- **Exercise**: Among the records below, one line contains "Query: steep rock face"; copy that line and all that follow it, exactly as written.

- **Task data**:
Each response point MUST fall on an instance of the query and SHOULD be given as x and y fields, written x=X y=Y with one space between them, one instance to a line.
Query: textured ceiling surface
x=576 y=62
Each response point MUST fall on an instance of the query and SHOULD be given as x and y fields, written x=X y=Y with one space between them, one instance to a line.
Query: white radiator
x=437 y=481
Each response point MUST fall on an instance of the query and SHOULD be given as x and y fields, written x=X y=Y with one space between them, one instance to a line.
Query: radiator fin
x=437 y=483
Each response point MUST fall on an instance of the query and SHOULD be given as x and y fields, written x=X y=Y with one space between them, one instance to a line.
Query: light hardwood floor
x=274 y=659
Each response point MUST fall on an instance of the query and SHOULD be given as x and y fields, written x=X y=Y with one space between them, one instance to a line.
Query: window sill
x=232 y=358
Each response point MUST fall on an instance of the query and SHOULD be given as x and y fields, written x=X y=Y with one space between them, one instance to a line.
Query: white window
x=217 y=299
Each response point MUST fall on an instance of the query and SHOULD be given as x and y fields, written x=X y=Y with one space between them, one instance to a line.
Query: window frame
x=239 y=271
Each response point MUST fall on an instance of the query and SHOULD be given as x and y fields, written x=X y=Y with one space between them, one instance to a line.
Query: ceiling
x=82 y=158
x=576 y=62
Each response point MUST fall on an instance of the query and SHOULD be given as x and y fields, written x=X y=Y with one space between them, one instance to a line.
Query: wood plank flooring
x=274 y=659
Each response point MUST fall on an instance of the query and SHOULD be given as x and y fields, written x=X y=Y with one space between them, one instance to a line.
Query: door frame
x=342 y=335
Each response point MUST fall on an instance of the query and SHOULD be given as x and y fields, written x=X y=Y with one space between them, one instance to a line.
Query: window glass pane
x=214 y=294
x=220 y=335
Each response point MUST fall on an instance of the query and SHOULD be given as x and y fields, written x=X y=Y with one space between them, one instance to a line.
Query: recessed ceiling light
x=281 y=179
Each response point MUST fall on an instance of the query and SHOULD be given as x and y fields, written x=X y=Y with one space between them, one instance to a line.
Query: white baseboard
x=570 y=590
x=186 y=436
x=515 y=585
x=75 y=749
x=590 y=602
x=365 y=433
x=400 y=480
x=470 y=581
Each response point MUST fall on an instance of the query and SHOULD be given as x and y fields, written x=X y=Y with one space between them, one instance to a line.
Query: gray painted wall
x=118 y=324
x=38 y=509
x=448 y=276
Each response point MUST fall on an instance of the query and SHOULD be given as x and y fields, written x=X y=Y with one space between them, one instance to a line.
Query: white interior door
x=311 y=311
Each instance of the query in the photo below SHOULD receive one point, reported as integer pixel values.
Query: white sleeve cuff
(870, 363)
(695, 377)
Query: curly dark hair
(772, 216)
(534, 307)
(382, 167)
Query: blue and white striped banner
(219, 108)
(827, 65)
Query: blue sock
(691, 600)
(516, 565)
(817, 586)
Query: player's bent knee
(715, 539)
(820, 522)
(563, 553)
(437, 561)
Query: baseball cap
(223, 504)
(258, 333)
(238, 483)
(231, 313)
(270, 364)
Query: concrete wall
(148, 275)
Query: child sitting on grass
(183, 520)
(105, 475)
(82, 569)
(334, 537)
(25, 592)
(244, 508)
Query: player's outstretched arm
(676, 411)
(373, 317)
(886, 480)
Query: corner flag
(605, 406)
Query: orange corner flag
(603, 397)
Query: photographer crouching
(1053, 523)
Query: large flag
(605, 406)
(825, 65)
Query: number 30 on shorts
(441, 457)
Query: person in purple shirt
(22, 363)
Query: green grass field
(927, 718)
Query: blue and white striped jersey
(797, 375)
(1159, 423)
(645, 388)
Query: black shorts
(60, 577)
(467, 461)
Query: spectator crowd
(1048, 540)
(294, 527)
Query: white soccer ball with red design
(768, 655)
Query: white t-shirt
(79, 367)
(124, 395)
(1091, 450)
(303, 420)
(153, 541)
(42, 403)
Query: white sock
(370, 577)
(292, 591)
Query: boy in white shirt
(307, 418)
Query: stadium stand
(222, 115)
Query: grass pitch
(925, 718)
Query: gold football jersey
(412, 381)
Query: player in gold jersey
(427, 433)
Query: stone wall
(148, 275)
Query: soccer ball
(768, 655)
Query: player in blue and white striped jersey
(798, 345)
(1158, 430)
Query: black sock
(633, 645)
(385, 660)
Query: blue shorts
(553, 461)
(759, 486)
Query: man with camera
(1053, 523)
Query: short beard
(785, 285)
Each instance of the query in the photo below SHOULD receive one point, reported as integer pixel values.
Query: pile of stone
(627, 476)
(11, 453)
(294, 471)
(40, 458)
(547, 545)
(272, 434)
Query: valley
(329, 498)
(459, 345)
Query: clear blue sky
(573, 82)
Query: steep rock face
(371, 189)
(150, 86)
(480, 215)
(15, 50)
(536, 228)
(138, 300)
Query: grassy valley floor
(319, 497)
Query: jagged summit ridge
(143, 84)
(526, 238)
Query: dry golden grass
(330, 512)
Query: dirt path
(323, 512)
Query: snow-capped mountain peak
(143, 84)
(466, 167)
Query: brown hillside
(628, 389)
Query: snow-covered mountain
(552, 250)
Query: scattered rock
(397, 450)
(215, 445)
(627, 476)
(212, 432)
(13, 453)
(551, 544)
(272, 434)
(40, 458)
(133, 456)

- **Written response**:
Query: steep rock face
(371, 189)
(150, 86)
(480, 215)
(15, 50)
(536, 228)
(138, 300)
Query: grassy valley floor
(319, 497)
Query: jagged summit ridge
(143, 84)
(526, 238)
Query: dry golden grass
(330, 512)
Query: dirt path
(323, 512)
Query: snow-capped mountain peak
(143, 84)
(466, 167)
Query: brown hillside
(628, 389)
Query: snow-covered mountain
(552, 250)
Query: scattered rock
(397, 450)
(215, 445)
(627, 476)
(212, 432)
(13, 453)
(551, 544)
(272, 434)
(40, 458)
(133, 456)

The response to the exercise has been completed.